So what's new?
My car has air conditioning. I'm very excited about this, especially as the weather has taken a decided turn for the hellish. I've never owned a car with working a/c before. Not all those years in Vegas. Not once. So I'm enjoying that.
Working on a story. It's pretty good. I know it from start to finish. Now I just have to wrestle it onto the paper. So to speak.
My hunny bunny has been in ridiculous amounts of pain lately. He has an appointment coming up in CDA in July with a rheumatologist. We'll see. He has gone to the pool a few times to swim and soak and it seems to help him a bit. He's very excited about the coming football season. We are going to attempt to build him a cool Raiders website where he can blog and predict and bicker to his hearts content and maybe even eventually get paid for it. He's really good at it and has caused quite a stir on several of the major Raider networks already online. Yay baby! He continues to be the love of my life even though we've been going through a rather rough patch. We've finally had a bit of a breakthrough and I'm feeling pretty damn good about us, thanks. Of course life turns on a dime so you'll have to stay tuned to find out what happens with the hausens next. We're not your normal aging rockers.
The babies, doing well, knock wood. Meg is in her own apartment at the four horses and for the last two weeks she's been entertaining her best friends boyfriend there. Eek. Okay so I'm going to guess that it's largely based on my own live experience, but I'm a little bit concerned about this relationship. To begin with, Meg's best friend Ashley and her husband Jarod set Beth up with Rob in the first place. Rob and Jarod were in the same company in boot camp and are now proud soldiers in Iraq. Screaming Eagles no less. Bad guys. So when Jarod came home to marry Ashley before he was deployed, he brought Rob along for the ride and he and Beth, by all accounts, fell madly in love. Ahh...sweet. Except that I have a feeling that Meg is really bummed that they set him up with Beth instead of her. She adores Beth but I think she was hurt by that, especially when she got to know him. I think there is a bit of a mad crush going on there. She's im'd him and myspaced whatever while he's been away and has gotten to know him and now he's sleeping on an air mattress in her apartment. I'm not naieve enough that I don't know there is occasionally alcohol involved, they are teenagers and one of them faces death on a regular basis and besides, the array of empty rum and whiskey bottles and the shot glass chess board on top of her fridge kind of tipped me off. And we all know how things can get a little fuzzy when alcohol is involved. Beth is a good Catholic girl (teehee) and still lives at home where her parents keep a pretty tight rein on her. I'm pretty sure she and Rob have done more than they should have when the girls went to Tennessee and I'm sure they are doing more than they should be now but that doesn't mean...oh Lord. Well all I can do is be there if it should go bad.
Is this kind of thing hereditary? I'm afraid.

Instruction 1:
According to the blog post, what feature does the writer's car have that none of the writer's earlier cars had working?

Material provided:
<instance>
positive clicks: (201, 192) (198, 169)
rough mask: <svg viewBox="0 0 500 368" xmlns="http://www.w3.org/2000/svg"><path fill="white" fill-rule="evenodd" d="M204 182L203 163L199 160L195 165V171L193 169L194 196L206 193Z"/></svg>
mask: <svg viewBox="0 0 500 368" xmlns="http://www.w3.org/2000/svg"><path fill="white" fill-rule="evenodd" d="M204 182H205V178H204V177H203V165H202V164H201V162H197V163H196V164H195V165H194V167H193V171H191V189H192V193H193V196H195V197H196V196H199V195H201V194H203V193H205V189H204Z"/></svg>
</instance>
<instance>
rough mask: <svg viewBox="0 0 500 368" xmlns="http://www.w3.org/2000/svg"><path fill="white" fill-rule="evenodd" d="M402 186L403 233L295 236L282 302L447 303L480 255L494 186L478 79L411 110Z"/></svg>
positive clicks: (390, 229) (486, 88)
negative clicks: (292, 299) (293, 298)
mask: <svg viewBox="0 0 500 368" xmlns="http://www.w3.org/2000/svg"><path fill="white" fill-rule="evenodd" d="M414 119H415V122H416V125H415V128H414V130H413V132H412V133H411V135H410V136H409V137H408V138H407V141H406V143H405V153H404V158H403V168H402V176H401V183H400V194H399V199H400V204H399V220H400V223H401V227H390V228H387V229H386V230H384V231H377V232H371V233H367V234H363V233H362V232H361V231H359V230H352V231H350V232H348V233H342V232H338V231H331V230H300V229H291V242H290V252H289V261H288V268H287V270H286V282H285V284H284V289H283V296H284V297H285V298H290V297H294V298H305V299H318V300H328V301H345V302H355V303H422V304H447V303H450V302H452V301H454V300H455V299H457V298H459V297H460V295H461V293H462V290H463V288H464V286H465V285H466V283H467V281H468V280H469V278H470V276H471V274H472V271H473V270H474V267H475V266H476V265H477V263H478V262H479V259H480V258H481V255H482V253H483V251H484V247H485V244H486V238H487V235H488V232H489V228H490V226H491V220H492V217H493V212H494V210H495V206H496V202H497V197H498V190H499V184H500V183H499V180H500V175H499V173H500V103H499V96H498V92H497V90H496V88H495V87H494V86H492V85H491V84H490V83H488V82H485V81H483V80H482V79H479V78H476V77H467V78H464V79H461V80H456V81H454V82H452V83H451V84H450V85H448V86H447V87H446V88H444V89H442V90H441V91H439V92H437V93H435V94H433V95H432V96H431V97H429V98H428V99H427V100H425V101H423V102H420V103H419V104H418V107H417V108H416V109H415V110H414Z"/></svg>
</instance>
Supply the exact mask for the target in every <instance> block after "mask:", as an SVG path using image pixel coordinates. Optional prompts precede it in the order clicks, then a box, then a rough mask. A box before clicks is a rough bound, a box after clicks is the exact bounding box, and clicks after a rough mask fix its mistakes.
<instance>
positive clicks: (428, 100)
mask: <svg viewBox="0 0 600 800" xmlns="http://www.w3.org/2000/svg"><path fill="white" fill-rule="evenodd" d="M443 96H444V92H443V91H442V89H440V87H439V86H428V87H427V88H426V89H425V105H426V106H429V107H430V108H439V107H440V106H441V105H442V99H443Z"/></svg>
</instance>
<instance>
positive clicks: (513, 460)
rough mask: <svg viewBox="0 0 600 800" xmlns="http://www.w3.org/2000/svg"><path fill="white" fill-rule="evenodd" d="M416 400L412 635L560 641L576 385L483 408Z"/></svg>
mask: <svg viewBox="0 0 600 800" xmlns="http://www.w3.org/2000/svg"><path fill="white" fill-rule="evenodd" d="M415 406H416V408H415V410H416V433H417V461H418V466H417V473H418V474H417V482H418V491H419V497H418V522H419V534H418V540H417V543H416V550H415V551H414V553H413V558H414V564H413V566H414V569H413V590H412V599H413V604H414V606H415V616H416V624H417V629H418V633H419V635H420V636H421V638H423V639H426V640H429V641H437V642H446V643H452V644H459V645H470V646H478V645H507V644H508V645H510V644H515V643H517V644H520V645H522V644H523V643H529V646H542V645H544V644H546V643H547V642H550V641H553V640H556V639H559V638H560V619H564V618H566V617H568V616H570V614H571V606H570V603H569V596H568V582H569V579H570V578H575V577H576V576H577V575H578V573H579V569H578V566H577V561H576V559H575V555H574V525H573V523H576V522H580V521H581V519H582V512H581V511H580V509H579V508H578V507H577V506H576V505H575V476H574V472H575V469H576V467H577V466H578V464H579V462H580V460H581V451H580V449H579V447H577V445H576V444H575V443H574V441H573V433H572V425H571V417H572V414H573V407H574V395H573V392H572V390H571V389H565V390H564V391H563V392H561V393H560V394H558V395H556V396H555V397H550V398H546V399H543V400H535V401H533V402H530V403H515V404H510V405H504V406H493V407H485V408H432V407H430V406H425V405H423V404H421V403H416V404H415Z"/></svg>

Instruction 2:
Write out the records from their first line through the line containing "positive clicks: (390, 229) (486, 88)", inclusive, reproducing each line exactly.

Exercise answer 1:
Air conditioning.

Exercise answer 2:
<instance>
positive clicks: (201, 192) (198, 169)
rough mask: <svg viewBox="0 0 500 368" xmlns="http://www.w3.org/2000/svg"><path fill="white" fill-rule="evenodd" d="M204 182L203 163L199 160L195 165V171L193 169L194 196L206 193Z"/></svg>
mask: <svg viewBox="0 0 500 368" xmlns="http://www.w3.org/2000/svg"><path fill="white" fill-rule="evenodd" d="M204 182H205V178H204V177H203V165H202V164H201V162H197V163H196V164H195V165H194V167H193V171H191V189H192V193H193V196H195V197H196V196H199V195H201V194H203V193H205V189H204Z"/></svg>
</instance>
<instance>
rough mask: <svg viewBox="0 0 500 368" xmlns="http://www.w3.org/2000/svg"><path fill="white" fill-rule="evenodd" d="M402 186L403 233L295 236L282 302L447 303L480 255L494 186L478 79L411 110Z"/></svg>
positive clicks: (390, 229) (486, 88)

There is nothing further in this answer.